- _AIM 1_: Copy the rows from the line with "row: silver car" through the last line of the rows, keeping every line as it stands.

- _GIVEN TEXT_:
+ + +
Open asongtoruin opened 21 hours ago

asongtoruin commented 21 hours ago

Looking at the ipf_adjustment_fixes branch in particular again - the RMSE calculation is effectively weighted per-target:

https://github.com/Transport-for-the-North/caf.base/blob/0e499aeb07206eb03e70bbc982297979ee4e4686/src/caf/base/data_structures.py#L1510

I think the result of this is that targets with fewer rows (i.e. fewer segment category combinations) are given a higher weighting in the calculation. I'm not sure if this is deliberate, but it feels a bit weird mathematically.

An alternative option would be to keep track of the mean-squared error, and then divide by the total length - i.e. every cell comparison for every target would be given equal weighting:

    def calc_rmse(self, targets: list[IpfTarget]) -> float:
        """
        Calculate the rmse relative to a set of targets.

        Parameters
        ----------
        targets: list[IpfTarget]
            The targets to calc rmse relative to.
        """
        squared_error = 0
        total_length = 0
        for target in targets:
            check = self.copy()
            if target.zone_translation is not None:
                check = self.translate_zoning(
                    target.data.zoning_system,
                    trans_vector=target.zone_translation,
                    _bypass_validation=True,
                )
+ + +
- _THE INPUT_:
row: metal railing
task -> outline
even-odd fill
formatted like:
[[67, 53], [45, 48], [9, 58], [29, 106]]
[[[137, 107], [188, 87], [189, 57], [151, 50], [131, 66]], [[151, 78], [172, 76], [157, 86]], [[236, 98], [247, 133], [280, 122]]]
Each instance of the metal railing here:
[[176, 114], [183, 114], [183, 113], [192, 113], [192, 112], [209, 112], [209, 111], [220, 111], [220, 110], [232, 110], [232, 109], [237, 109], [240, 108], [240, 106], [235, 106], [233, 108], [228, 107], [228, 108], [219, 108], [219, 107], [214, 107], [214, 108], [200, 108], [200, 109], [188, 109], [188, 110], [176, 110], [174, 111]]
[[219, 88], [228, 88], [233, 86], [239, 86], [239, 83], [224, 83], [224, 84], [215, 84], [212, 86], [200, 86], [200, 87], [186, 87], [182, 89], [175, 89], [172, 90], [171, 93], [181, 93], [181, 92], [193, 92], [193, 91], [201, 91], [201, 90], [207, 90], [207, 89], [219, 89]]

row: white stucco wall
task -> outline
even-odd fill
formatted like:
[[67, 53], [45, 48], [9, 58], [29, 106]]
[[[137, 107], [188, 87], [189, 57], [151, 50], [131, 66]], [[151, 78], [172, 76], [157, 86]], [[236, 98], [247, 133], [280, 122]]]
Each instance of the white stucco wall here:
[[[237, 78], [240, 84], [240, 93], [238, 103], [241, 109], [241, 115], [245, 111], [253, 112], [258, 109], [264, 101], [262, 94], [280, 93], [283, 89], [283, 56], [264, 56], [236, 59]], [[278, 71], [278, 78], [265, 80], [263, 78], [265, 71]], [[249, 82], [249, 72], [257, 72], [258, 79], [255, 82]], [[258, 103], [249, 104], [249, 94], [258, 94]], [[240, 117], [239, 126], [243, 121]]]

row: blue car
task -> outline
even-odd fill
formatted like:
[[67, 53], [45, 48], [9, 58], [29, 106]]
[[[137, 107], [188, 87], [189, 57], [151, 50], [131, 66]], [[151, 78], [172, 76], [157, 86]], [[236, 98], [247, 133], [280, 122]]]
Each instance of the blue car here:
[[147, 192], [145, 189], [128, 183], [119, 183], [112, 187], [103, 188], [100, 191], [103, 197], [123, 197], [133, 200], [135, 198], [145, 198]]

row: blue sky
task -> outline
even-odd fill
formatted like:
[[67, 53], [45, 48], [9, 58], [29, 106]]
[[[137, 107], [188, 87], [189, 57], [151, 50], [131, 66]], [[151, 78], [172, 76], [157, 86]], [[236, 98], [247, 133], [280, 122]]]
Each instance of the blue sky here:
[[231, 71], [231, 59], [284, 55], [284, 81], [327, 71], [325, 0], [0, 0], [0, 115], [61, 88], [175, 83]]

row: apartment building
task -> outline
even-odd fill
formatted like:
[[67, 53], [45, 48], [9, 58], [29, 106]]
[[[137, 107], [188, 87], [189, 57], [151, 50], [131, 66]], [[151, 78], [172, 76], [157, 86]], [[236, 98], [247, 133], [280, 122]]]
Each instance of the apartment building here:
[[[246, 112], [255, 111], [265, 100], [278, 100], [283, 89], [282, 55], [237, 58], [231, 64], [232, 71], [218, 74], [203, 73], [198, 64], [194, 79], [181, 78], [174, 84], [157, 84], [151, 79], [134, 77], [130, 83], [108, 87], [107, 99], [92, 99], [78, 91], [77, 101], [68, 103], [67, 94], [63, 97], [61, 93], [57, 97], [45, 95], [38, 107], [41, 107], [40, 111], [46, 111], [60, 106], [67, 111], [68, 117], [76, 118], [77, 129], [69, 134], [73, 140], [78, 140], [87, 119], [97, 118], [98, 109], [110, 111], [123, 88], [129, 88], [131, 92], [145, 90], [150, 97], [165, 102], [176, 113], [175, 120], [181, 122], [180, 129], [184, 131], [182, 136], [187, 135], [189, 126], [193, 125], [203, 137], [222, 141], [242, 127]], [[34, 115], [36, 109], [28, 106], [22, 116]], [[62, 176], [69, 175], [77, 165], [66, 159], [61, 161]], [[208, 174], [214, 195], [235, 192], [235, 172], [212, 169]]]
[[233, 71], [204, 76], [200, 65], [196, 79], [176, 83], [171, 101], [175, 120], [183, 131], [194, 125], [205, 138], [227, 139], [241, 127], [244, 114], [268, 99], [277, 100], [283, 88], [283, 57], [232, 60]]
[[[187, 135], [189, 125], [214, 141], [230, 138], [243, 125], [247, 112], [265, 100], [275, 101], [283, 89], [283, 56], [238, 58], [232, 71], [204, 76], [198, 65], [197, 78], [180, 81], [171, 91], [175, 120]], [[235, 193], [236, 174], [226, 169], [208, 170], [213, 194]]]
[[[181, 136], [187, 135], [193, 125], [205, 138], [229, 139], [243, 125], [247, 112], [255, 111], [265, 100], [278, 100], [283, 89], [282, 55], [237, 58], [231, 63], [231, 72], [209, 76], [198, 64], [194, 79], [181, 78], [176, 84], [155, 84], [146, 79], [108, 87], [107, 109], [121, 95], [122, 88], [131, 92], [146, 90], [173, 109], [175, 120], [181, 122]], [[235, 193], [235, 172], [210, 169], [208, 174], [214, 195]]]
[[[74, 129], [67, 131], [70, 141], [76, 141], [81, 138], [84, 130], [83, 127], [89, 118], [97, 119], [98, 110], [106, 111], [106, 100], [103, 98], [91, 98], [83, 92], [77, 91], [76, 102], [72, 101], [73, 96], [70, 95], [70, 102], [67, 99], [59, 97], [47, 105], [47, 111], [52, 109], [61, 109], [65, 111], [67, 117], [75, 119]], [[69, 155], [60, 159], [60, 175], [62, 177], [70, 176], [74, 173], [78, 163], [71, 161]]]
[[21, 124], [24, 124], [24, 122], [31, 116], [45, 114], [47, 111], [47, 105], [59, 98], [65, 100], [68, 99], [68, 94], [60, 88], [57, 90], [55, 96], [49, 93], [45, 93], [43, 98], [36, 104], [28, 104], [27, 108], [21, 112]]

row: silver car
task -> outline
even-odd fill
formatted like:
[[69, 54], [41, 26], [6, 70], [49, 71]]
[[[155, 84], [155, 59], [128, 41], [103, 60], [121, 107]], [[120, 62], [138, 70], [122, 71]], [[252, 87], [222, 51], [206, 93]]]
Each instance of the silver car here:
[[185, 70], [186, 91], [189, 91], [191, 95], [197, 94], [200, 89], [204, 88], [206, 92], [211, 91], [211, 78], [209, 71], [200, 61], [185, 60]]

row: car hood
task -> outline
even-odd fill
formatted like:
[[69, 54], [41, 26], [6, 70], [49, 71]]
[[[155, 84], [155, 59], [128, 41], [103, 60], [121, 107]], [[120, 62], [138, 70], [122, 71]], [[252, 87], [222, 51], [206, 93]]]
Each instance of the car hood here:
+ + +
- _AIM 2_: Name each local variable that the calc_rmse code in the comment assigns with an assignment statement, listing each name once.

- _COMPLETE ANSWER 1_:
row: silver car
task -> outline
even-odd fill
formatted like:
[[69, 54], [41, 26], [6, 70], [49, 71]]
[[[155, 84], [155, 59], [128, 41], [103, 60], [121, 107]], [[120, 62], [138, 70], [122, 71]], [[252, 87], [222, 51], [206, 93]]]
Each instance of the silver car here:
[[185, 70], [186, 91], [189, 91], [191, 95], [197, 94], [200, 89], [204, 88], [206, 92], [211, 91], [211, 78], [209, 71], [200, 61], [185, 60]]

row: car hood
task -> outline
even-odd fill
formatted like:
[[69, 54], [41, 26], [6, 70], [49, 71]]
[[[155, 84], [155, 59], [128, 41], [103, 60], [121, 107]], [[120, 62], [138, 70], [122, 71]], [[252, 87], [222, 51], [206, 93]]]
Each instance of the car hood here:

- _COMPLETE ANSWER 2_: squared_error, total_length, check